**Task statement:** Take the line containing "Category: firefighter" and every line after it in the data below, and print them exactly as given, with nothing else.

**Source data:**

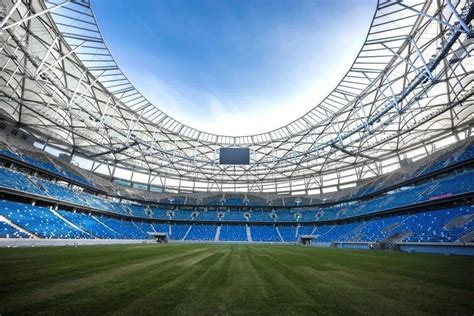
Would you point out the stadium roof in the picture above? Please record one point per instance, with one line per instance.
(410, 86)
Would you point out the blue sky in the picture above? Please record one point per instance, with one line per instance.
(235, 67)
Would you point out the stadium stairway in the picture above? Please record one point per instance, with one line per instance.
(187, 232)
(249, 234)
(279, 234)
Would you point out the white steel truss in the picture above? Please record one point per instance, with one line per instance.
(411, 84)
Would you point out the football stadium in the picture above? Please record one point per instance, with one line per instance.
(111, 203)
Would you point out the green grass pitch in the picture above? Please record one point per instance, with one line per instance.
(195, 279)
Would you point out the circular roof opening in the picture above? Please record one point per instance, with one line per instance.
(235, 67)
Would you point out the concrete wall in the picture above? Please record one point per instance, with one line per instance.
(460, 249)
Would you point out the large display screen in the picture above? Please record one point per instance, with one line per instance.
(234, 156)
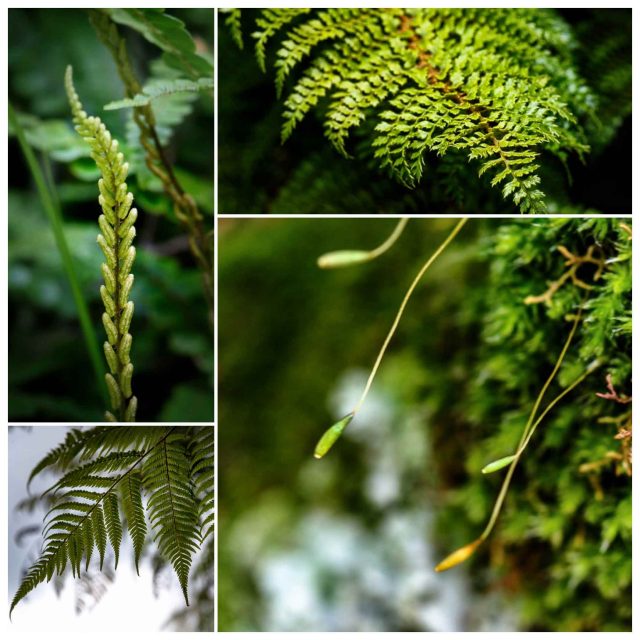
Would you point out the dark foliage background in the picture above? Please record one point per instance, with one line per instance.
(357, 534)
(50, 375)
(307, 176)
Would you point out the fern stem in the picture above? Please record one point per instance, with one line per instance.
(185, 207)
(403, 304)
(52, 208)
(115, 241)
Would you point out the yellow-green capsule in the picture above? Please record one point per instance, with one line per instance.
(331, 435)
(126, 243)
(109, 304)
(337, 259)
(126, 264)
(128, 222)
(107, 230)
(125, 318)
(115, 395)
(112, 358)
(122, 193)
(109, 253)
(125, 348)
(458, 556)
(109, 278)
(105, 192)
(123, 171)
(110, 328)
(125, 380)
(107, 210)
(125, 200)
(130, 411)
(125, 290)
(496, 465)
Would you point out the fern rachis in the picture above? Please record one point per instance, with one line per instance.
(499, 85)
(116, 241)
(111, 471)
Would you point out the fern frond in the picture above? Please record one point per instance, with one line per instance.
(131, 471)
(498, 85)
(131, 490)
(161, 90)
(201, 452)
(118, 232)
(172, 507)
(234, 23)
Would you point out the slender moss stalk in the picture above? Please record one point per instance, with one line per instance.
(51, 206)
(348, 257)
(335, 431)
(462, 554)
(115, 240)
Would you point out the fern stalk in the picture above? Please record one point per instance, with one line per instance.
(165, 473)
(185, 207)
(118, 233)
(52, 208)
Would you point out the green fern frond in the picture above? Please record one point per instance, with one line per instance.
(201, 449)
(171, 504)
(131, 492)
(498, 85)
(234, 23)
(135, 472)
(161, 90)
(115, 240)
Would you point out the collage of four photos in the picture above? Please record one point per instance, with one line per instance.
(319, 320)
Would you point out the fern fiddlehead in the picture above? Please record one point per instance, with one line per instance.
(116, 241)
(165, 473)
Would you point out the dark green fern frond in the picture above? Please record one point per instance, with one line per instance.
(498, 85)
(171, 504)
(131, 492)
(202, 456)
(111, 472)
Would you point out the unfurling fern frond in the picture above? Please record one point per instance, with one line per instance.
(172, 507)
(116, 241)
(135, 472)
(498, 85)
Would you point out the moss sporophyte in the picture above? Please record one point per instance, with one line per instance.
(329, 438)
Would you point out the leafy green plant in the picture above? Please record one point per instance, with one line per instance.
(158, 478)
(175, 351)
(116, 242)
(179, 55)
(454, 393)
(422, 91)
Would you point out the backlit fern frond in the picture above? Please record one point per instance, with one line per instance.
(135, 472)
(172, 507)
(498, 85)
(116, 241)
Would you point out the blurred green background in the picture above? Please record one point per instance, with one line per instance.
(349, 543)
(50, 375)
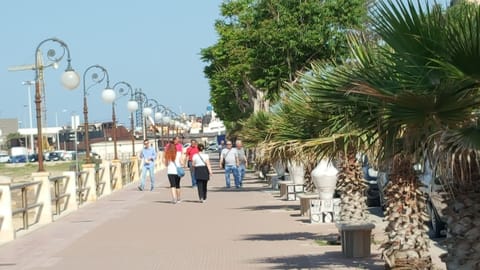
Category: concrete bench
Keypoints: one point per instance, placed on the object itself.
(356, 239)
(305, 202)
(283, 187)
(289, 190)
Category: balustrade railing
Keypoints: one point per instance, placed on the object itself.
(45, 198)
(27, 202)
(59, 193)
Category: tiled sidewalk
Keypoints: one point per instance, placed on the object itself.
(248, 228)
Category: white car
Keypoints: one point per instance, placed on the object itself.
(4, 158)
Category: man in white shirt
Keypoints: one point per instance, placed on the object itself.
(229, 161)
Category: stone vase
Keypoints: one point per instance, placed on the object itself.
(296, 172)
(324, 177)
(279, 169)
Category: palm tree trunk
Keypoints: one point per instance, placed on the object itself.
(407, 243)
(463, 239)
(352, 189)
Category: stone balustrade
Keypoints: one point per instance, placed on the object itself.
(30, 205)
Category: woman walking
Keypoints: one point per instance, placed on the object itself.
(172, 161)
(203, 171)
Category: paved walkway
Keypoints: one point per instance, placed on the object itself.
(248, 228)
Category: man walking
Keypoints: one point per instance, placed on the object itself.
(191, 150)
(229, 161)
(148, 157)
(242, 161)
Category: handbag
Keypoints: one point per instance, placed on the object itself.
(223, 160)
(180, 171)
(201, 172)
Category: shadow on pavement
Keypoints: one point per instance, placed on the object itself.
(283, 236)
(271, 207)
(326, 260)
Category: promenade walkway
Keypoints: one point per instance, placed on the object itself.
(248, 228)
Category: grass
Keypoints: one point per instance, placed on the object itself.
(23, 171)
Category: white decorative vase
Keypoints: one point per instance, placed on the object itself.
(296, 172)
(324, 177)
(279, 169)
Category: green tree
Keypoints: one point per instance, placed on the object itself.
(263, 44)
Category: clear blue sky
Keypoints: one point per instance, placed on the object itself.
(153, 45)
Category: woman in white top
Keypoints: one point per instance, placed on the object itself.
(172, 161)
(203, 171)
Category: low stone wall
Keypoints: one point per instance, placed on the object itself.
(31, 204)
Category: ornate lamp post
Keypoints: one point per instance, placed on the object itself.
(132, 106)
(158, 109)
(108, 91)
(147, 111)
(70, 80)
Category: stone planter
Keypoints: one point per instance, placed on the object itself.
(279, 169)
(324, 177)
(296, 172)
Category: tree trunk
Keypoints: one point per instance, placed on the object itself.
(463, 238)
(352, 189)
(407, 244)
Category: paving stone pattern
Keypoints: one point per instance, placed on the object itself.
(247, 228)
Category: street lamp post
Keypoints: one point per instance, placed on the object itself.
(132, 106)
(30, 83)
(96, 80)
(70, 80)
(143, 101)
(147, 111)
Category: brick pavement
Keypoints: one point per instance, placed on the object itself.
(249, 228)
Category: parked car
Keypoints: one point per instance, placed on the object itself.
(435, 191)
(33, 157)
(4, 158)
(18, 159)
(54, 156)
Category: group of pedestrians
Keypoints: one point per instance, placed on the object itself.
(195, 158)
(232, 160)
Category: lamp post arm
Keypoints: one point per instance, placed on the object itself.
(96, 81)
(51, 55)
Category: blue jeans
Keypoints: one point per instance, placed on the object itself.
(192, 174)
(150, 169)
(241, 173)
(232, 169)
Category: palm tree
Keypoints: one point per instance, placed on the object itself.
(413, 93)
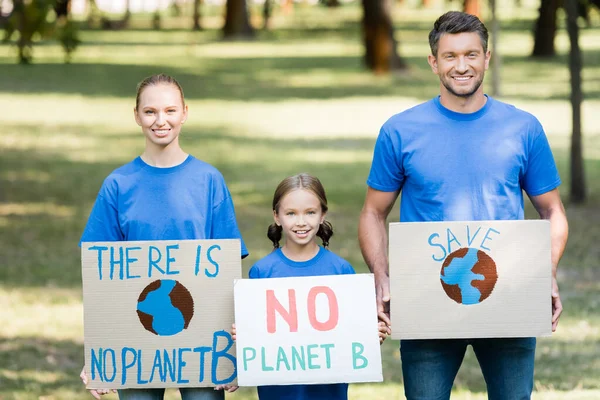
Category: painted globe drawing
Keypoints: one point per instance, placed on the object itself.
(468, 275)
(165, 307)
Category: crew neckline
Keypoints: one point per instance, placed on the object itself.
(160, 170)
(463, 116)
(300, 264)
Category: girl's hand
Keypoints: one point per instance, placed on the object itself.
(228, 388)
(94, 392)
(384, 330)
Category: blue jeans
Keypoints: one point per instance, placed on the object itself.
(430, 366)
(158, 394)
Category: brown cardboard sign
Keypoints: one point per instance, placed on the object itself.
(159, 313)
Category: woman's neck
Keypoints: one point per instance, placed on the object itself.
(164, 157)
(300, 253)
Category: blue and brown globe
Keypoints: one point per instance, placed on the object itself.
(468, 275)
(165, 307)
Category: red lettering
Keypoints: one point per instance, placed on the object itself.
(290, 316)
(333, 308)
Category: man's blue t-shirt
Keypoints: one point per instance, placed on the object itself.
(451, 166)
(277, 265)
(141, 202)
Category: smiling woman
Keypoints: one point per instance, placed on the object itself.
(165, 194)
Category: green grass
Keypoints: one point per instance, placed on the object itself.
(295, 99)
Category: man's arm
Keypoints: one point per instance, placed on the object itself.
(373, 239)
(550, 207)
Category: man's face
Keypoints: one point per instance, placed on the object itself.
(460, 63)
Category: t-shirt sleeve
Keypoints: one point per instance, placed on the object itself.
(103, 222)
(541, 174)
(387, 174)
(224, 223)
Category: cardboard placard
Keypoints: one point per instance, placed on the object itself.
(159, 313)
(476, 279)
(307, 330)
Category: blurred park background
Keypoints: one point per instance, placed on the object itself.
(294, 86)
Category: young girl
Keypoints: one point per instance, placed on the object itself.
(164, 194)
(299, 210)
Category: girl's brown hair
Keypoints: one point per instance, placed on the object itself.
(306, 182)
(157, 80)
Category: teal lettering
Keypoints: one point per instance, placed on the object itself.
(327, 355)
(126, 366)
(182, 364)
(157, 364)
(310, 355)
(281, 357)
(140, 380)
(487, 237)
(114, 362)
(217, 355)
(97, 364)
(246, 357)
(265, 367)
(213, 262)
(171, 259)
(298, 357)
(451, 238)
(169, 365)
(130, 260)
(469, 239)
(153, 262)
(100, 250)
(430, 241)
(114, 261)
(202, 350)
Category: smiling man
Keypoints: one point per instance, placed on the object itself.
(461, 156)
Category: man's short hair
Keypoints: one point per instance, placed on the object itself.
(456, 22)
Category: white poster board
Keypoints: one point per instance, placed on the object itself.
(470, 279)
(159, 314)
(305, 330)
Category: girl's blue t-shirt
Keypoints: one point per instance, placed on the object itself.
(451, 166)
(141, 202)
(277, 265)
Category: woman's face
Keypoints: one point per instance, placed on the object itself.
(161, 113)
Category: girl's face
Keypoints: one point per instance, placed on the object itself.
(299, 215)
(161, 113)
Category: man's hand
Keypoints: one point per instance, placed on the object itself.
(556, 305)
(94, 392)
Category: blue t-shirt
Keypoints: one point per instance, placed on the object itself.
(141, 202)
(451, 166)
(277, 265)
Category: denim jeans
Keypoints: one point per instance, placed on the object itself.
(430, 366)
(158, 394)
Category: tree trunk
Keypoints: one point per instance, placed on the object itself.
(197, 15)
(62, 8)
(381, 55)
(472, 7)
(578, 190)
(545, 29)
(495, 53)
(237, 23)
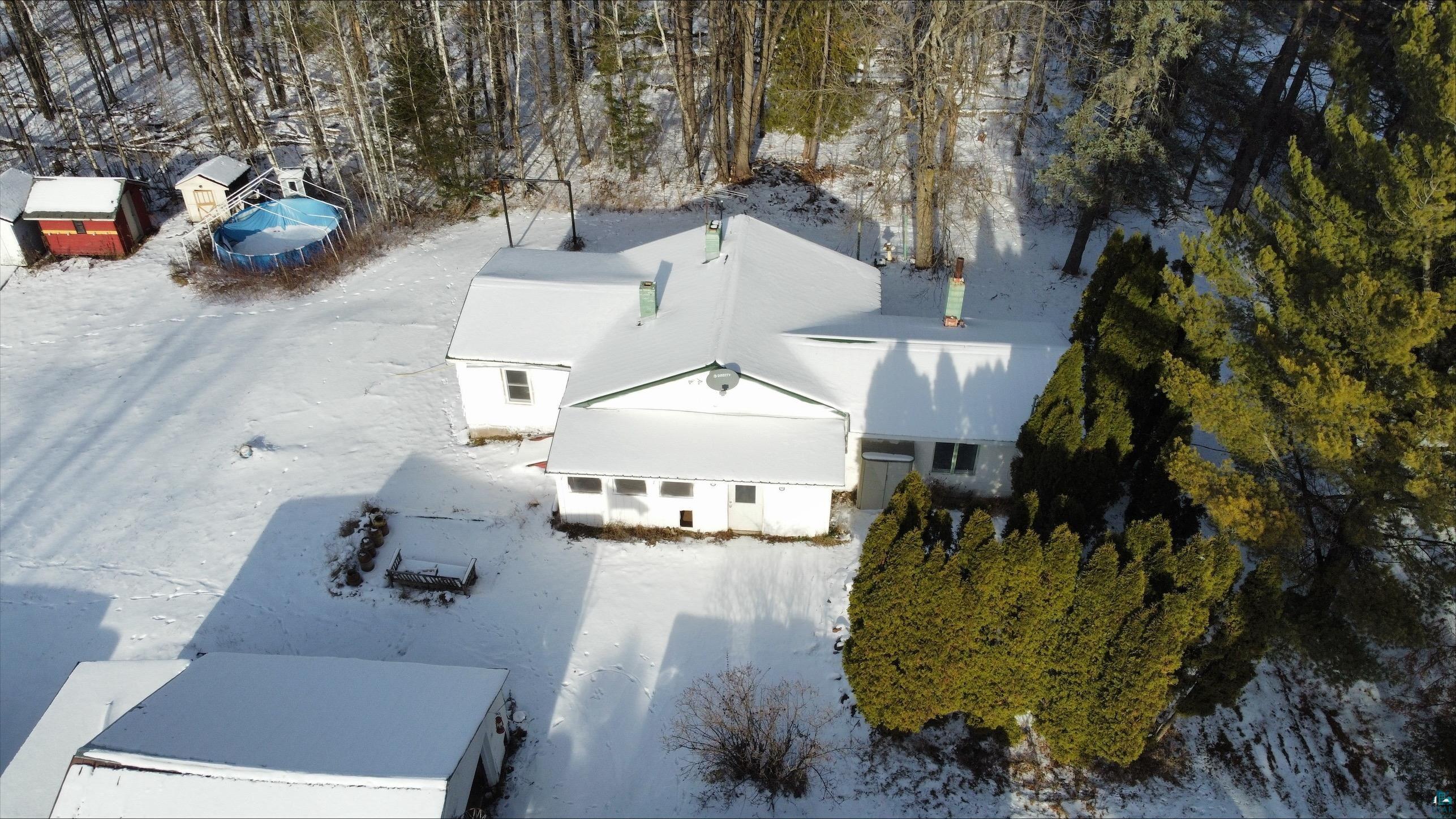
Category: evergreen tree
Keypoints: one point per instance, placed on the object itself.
(1244, 627)
(813, 89)
(418, 107)
(1103, 428)
(1114, 156)
(1049, 450)
(906, 614)
(1333, 311)
(1017, 589)
(1140, 603)
(622, 76)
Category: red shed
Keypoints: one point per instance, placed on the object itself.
(88, 215)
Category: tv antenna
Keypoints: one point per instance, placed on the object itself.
(715, 195)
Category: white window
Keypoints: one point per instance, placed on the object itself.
(676, 489)
(517, 387)
(629, 486)
(954, 459)
(585, 485)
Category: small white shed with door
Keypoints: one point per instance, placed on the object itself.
(268, 735)
(21, 240)
(207, 187)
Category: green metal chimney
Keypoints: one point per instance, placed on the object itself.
(647, 299)
(714, 239)
(956, 294)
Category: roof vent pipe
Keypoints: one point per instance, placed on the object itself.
(956, 296)
(647, 299)
(714, 239)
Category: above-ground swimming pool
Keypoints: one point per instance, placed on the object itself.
(277, 233)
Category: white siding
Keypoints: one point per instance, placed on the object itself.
(992, 473)
(791, 511)
(708, 504)
(482, 393)
(797, 511)
(190, 189)
(694, 395)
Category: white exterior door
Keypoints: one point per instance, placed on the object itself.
(746, 508)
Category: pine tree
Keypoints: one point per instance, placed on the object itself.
(1017, 591)
(905, 613)
(622, 67)
(811, 88)
(1334, 312)
(421, 108)
(1140, 603)
(1114, 156)
(1244, 627)
(1049, 450)
(1103, 428)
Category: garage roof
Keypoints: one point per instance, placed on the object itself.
(698, 446)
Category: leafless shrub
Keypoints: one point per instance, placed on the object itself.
(749, 738)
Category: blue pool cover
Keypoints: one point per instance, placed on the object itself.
(277, 233)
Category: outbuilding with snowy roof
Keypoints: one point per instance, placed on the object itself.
(207, 188)
(736, 377)
(88, 215)
(270, 735)
(21, 242)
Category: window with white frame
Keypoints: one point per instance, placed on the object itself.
(954, 459)
(517, 387)
(629, 486)
(676, 489)
(585, 485)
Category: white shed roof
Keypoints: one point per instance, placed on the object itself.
(15, 189)
(698, 446)
(75, 197)
(93, 696)
(906, 377)
(104, 793)
(316, 719)
(222, 169)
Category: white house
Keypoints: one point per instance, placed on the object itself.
(207, 187)
(263, 735)
(93, 697)
(625, 357)
(21, 240)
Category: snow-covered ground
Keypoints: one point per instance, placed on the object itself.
(133, 530)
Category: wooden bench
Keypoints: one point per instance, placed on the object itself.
(430, 575)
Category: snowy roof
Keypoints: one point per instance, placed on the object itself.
(909, 377)
(104, 792)
(775, 307)
(93, 696)
(15, 189)
(222, 169)
(698, 446)
(75, 197)
(731, 311)
(305, 719)
(542, 306)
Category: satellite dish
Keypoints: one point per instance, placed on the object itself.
(723, 380)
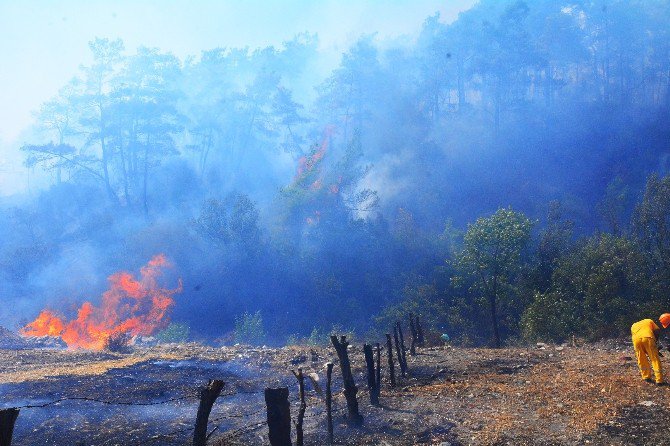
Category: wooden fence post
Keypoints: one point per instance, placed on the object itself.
(372, 375)
(412, 329)
(208, 395)
(398, 351)
(403, 349)
(7, 419)
(389, 349)
(303, 406)
(350, 389)
(329, 401)
(279, 416)
(419, 330)
(378, 376)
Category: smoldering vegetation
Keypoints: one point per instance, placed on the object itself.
(291, 203)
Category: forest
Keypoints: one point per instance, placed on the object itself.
(505, 176)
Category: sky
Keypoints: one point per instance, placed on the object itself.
(43, 42)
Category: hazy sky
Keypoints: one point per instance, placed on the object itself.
(42, 42)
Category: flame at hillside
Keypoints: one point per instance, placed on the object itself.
(129, 306)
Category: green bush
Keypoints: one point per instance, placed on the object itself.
(175, 332)
(249, 329)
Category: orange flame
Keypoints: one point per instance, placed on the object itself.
(129, 306)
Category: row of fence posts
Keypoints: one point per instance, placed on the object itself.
(278, 408)
(276, 399)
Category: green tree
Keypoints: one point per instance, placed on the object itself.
(651, 221)
(597, 291)
(492, 256)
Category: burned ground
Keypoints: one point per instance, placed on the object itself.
(515, 396)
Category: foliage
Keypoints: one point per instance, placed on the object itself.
(491, 258)
(249, 329)
(598, 290)
(174, 333)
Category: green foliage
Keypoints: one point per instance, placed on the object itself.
(598, 290)
(422, 300)
(491, 259)
(651, 221)
(232, 220)
(317, 337)
(249, 329)
(174, 333)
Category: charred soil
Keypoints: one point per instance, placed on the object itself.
(456, 396)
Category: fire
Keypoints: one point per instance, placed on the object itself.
(130, 306)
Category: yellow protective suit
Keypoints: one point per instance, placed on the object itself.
(644, 341)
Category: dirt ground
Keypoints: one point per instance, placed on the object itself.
(452, 396)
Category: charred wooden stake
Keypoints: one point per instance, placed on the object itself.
(279, 416)
(419, 330)
(372, 375)
(403, 349)
(329, 401)
(208, 396)
(303, 406)
(412, 329)
(350, 389)
(378, 376)
(389, 349)
(7, 419)
(398, 351)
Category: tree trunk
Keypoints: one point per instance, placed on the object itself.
(350, 389)
(279, 416)
(301, 412)
(208, 396)
(7, 419)
(419, 330)
(412, 329)
(403, 349)
(494, 321)
(329, 401)
(398, 351)
(389, 349)
(378, 375)
(461, 83)
(372, 380)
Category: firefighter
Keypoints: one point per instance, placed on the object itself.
(645, 336)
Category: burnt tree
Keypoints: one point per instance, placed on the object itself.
(7, 419)
(378, 376)
(373, 385)
(419, 330)
(389, 349)
(412, 329)
(279, 416)
(329, 401)
(208, 395)
(403, 349)
(398, 351)
(350, 389)
(303, 406)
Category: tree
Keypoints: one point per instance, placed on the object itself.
(651, 221)
(555, 240)
(491, 255)
(597, 290)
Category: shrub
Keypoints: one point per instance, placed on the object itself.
(174, 333)
(249, 329)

**Right answer:**
Category: firefighter
Keypoints: one point per instance, placed on the object itself.
(645, 336)
Category: burnt tree
Keypoints: one point per instance, placed on the object itself.
(7, 419)
(378, 376)
(373, 385)
(419, 330)
(389, 349)
(412, 329)
(279, 416)
(329, 401)
(208, 395)
(403, 349)
(398, 351)
(350, 389)
(303, 406)
Category: tree
Keypoints: one point per instance, placed on the object itself.
(651, 221)
(555, 240)
(491, 255)
(597, 290)
Category: shrub
Keypoints: one point per instance, placed on the object itself.
(174, 333)
(249, 329)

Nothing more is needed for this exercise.